-- Excerpted passage --

Occasionally I purchase tomatoes at the grocery store, even though grocery store tomatoes are more expensive and not as good, but only if I’m in a rush and one-stop shopping is convenient.  On those rare occasions when I am in the mood for an apple AND a theatrical spectacle, I’ve selected a biblically beautiful, perfectly spheroidal, evenly ruby-coloured, outrageously expensive heirloom apple from an installation art pyramid at an upscale greengrocer, and then watched as an apron-cladded, model-seeming lovely replaces my apple with another perfect specimen. Brava!  Most often though, my apples – as well as my turnips, zucchinis, flowers, and lemons – come from the veg store.

-- Data section --
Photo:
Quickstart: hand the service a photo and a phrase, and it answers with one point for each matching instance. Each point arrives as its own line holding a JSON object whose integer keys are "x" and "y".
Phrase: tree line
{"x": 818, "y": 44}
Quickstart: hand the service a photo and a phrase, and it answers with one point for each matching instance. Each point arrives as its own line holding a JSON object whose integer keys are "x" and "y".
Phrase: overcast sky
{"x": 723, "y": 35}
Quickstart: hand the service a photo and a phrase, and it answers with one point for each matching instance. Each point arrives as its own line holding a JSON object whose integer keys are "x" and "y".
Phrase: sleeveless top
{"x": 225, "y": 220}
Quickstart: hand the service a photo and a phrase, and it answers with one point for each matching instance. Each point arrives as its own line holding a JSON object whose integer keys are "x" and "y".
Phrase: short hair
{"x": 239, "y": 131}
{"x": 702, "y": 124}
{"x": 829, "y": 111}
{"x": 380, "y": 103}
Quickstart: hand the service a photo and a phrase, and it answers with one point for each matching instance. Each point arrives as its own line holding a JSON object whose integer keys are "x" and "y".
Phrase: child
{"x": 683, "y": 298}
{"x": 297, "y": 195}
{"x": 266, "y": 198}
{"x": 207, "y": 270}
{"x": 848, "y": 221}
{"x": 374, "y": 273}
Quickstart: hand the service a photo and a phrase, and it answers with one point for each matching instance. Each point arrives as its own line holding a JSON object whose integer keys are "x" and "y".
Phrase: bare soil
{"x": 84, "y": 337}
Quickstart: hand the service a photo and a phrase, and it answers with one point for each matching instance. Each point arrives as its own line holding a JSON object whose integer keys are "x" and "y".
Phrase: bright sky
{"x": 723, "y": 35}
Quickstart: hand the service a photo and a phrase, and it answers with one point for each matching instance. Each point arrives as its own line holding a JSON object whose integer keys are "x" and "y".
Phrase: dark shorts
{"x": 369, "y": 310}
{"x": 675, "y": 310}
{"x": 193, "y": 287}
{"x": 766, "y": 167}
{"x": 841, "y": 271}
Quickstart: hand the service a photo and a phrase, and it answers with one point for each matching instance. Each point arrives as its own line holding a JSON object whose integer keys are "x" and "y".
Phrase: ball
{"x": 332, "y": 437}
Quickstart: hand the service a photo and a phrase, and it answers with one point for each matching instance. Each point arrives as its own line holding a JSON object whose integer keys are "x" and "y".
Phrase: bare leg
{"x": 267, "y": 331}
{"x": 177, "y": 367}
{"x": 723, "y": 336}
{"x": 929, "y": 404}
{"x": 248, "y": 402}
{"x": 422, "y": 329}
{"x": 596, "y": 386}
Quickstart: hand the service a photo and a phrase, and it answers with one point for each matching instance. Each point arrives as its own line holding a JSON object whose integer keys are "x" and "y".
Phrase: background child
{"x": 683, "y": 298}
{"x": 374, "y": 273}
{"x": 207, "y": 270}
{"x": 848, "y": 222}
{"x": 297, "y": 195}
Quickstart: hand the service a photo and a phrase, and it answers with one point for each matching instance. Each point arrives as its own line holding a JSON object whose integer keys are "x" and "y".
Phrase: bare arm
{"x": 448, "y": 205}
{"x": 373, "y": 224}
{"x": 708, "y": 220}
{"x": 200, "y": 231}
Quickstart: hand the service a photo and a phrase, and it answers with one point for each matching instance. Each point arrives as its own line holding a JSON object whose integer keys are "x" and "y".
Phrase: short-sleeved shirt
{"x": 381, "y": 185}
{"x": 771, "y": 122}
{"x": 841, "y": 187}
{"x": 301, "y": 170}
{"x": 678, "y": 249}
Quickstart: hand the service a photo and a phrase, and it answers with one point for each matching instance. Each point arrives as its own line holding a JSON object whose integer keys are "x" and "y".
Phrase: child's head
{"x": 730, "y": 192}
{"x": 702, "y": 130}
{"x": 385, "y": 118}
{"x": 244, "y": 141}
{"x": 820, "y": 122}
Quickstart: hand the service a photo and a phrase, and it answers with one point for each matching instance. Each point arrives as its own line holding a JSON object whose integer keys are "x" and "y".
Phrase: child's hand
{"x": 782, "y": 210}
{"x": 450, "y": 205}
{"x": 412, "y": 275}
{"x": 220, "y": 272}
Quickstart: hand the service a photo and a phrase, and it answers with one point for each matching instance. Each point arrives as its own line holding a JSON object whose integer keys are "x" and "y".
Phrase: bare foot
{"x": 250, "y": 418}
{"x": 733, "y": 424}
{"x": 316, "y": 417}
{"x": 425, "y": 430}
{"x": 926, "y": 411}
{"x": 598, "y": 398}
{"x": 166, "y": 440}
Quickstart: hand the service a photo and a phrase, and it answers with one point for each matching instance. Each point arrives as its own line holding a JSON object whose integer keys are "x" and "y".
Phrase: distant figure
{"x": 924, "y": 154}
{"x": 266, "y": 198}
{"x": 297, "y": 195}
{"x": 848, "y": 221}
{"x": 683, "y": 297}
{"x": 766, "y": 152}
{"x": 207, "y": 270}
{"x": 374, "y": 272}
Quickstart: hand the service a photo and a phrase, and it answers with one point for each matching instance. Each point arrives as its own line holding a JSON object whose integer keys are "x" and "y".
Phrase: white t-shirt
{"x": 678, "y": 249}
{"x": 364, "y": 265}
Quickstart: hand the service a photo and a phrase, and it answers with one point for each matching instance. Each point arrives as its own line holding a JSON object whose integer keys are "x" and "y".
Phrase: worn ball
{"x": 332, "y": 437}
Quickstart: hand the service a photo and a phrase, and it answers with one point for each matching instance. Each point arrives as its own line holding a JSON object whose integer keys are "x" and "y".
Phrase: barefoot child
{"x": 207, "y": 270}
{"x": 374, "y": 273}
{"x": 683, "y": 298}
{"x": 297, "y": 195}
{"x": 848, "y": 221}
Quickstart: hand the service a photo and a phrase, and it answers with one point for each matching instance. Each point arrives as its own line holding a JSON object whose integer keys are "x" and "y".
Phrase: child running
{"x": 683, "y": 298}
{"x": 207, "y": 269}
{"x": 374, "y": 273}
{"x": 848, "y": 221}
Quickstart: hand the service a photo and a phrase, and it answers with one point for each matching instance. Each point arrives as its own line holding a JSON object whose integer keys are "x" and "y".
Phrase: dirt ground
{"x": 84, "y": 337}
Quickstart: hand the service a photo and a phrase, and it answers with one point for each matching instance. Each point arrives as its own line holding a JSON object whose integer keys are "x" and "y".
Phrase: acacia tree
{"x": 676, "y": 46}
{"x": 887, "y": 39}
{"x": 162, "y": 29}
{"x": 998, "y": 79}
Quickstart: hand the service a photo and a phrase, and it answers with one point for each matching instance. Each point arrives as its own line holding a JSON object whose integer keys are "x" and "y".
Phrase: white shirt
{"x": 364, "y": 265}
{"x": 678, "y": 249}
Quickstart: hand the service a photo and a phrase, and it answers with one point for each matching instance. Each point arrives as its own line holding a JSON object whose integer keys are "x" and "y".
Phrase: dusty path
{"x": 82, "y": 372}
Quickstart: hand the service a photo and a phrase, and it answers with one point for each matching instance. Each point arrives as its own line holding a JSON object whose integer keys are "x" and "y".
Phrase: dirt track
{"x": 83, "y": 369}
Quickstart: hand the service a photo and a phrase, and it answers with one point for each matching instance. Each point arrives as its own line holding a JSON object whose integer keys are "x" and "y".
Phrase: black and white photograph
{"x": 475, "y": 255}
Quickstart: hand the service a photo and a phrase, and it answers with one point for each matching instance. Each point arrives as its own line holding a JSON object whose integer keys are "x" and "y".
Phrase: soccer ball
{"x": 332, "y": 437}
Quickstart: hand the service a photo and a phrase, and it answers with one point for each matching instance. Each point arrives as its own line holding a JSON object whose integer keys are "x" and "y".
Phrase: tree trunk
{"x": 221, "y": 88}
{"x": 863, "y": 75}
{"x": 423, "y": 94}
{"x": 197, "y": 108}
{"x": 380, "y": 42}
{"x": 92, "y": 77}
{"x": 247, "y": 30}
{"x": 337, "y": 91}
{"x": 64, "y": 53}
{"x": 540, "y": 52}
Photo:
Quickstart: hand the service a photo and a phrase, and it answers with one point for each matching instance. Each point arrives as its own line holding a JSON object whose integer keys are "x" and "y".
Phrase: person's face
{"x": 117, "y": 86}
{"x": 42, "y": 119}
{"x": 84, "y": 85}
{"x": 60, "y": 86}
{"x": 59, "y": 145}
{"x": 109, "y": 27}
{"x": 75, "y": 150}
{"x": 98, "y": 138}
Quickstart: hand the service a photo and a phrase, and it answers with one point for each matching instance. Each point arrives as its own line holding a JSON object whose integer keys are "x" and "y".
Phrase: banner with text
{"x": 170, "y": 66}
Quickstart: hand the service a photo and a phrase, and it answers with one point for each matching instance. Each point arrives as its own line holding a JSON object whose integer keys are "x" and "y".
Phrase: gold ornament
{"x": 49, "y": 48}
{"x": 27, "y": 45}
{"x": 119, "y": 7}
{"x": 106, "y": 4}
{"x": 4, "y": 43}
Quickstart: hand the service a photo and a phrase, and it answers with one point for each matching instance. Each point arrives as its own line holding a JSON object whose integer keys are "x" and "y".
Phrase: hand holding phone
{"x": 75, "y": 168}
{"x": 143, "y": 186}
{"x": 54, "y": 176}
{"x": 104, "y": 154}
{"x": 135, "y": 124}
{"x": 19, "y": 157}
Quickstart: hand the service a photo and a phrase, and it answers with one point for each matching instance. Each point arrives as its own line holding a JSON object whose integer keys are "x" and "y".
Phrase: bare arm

-- Required work --
1. Answer these questions about the produce-shopping passage:
(a) Under what conditions does the writer buy tomatoes at the grocery store?
(b) From what does the writer select the heirloom apple at the upscale greengrocer?
(c) Besides apples, which items does the writer name as coming from the veg store?
2. Retype the produce-shopping passage from "Occasionally I purchase" up to and including "the veg store.".

-- Solutions to the exercise --
1.
(a) Only when in a rush and when one-stop shopping is convenient.
(b) From an installation art pyramid.
(c) Turnips, zucchinis, flowers, and lemons.

2.
Occasionally I purchase tomatoes at the grocery store, even though grocery store tomatoes are more expensive and not as good, but only if I’m in a rush and one-stop shopping is convenient.  On those rare occasions when I am in the mood for an apple AND a theatrical spectacle, I’ve selected a biblically beautiful, perfectly spheroidal, evenly ruby-coloured, outrageously expensive heirloom apple from an installation art pyramid at an upscale greengrocer, and then watched as an apron-cladded, model-seeming lovely replaces my apple with another perfect specimen. Brava!  Most often though, my apples – as well as my turnips, zucchinis, flowers, and lemons – come from the veg store.